== REQUIRED ACTIONS ==
1. Copy out the stretch of the text on social media trolls from "Considering the billions" through "enough to attract.", word for word.
2. In the text on social media trolls, what examples are given of the small minority that turns something good into a negative?

== TEXT ==
____________________

As is true in life, there’s always a small minority which turn something good into a negative through undesirable behaviour: Thugs at football games, angry drunks on a Friday night, trolls on social networking sites.
So what is a troll? Well the term ‘trolling’ is applied to other social media users who deliberately write provocative, sometimes abusive, comments to gain a response. They tend not to add anything of value to a debate, just seek to escalate conversations into arguments.
Considering the billions of people now using social networking sites across the world, trolls are certainly in the minority – but when you or your brand becomes the target of a troll it can feel like the entire world is against you.
Below are some coping mechanisms to help you and your staff take control of your social networks and handle any trolls you might be unfortunate enough to attract.
Know what you’re looking for
Just because someone comments on a post or tweet of yours with a conflicting or controversial does not make them a troll. People are free to express opinions and not everyone will agree with every tweet you post. This can be a good thing as sparking a healthy debate can generate new followers, engage existing followers and even get you or your brand trending.

____________________

Entries from a dataset:
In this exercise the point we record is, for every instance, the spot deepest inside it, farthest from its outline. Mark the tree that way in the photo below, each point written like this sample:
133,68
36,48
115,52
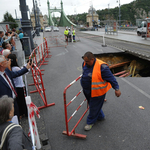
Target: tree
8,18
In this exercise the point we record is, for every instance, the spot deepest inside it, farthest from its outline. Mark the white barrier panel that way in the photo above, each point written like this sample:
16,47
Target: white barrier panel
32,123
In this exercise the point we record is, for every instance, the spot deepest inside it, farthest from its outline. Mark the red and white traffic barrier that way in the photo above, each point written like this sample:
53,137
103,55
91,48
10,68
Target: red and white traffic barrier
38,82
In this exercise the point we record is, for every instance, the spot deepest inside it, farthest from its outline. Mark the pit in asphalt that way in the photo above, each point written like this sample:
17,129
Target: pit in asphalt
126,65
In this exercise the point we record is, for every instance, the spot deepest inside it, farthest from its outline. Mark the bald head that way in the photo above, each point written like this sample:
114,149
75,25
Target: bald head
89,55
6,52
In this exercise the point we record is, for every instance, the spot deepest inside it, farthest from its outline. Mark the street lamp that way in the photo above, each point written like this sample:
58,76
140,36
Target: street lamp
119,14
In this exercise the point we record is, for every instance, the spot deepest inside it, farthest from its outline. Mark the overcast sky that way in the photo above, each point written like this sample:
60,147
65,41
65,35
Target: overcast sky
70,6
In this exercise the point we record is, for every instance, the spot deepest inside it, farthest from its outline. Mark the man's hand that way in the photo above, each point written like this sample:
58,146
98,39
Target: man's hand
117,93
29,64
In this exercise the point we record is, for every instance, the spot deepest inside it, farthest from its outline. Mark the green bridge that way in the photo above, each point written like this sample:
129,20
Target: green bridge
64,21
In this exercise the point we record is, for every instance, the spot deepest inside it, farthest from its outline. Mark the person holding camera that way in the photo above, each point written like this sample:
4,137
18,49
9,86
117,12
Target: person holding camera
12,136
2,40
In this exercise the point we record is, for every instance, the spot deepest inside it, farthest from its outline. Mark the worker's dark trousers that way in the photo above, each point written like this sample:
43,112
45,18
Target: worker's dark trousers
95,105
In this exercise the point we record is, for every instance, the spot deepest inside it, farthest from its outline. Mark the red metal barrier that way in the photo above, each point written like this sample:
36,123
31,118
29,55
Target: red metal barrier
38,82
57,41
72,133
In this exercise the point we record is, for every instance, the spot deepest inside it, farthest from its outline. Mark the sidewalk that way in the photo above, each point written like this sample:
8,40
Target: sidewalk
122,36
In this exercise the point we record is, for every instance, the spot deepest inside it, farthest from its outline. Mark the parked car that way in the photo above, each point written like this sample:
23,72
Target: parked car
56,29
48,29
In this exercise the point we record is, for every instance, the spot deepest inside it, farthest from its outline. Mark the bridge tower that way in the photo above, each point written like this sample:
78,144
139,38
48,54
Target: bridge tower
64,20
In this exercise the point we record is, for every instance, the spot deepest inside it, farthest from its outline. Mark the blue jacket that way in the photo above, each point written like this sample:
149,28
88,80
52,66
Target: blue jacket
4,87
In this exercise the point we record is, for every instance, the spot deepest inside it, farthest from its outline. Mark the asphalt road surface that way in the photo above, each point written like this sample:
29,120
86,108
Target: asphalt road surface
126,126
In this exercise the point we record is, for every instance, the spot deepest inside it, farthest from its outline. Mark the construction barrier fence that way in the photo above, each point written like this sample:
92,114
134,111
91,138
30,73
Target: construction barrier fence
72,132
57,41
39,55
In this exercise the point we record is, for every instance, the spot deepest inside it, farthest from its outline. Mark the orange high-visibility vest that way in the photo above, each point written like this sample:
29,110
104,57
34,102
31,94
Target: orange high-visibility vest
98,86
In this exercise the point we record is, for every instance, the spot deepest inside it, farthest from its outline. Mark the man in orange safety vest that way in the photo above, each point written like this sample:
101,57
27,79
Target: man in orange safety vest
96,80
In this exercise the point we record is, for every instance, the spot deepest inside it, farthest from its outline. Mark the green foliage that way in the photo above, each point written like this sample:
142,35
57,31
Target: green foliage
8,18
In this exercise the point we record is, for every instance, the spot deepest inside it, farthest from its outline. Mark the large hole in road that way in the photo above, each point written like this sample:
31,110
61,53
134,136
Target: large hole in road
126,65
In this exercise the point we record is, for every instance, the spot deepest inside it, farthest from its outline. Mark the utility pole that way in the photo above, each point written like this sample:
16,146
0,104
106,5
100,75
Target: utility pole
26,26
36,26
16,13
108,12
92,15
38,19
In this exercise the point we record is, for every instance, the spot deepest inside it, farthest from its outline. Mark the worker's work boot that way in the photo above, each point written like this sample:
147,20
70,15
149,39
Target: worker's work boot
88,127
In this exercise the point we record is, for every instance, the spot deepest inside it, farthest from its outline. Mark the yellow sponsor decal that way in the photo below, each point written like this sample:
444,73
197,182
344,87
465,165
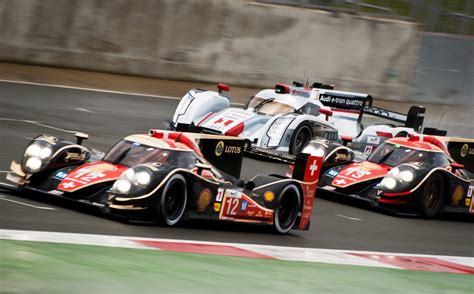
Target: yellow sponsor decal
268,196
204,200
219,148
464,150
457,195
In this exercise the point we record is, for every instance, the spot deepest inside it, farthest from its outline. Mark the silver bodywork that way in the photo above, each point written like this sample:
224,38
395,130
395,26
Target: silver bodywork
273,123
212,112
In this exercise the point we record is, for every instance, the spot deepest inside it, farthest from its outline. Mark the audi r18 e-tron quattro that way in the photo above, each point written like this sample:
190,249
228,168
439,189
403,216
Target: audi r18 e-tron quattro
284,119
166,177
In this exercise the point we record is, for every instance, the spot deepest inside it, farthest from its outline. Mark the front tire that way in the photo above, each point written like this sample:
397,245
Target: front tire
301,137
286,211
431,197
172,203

____________________

== ANSWERS TO THE EXERCISE ==
1.
Considering the billions of people now using social networking sites across the world, trolls are certainly in the minority – but when you or your brand becomes the target of a troll it can feel like the entire world is against you.
Below are some coping mechanisms to help you and your staff take control of your social networks and handle any trolls you might be unfortunate enough to attract.

2.
- Thugs at football games
- Angry drunks on a Friday night
- Trolls on social networking sites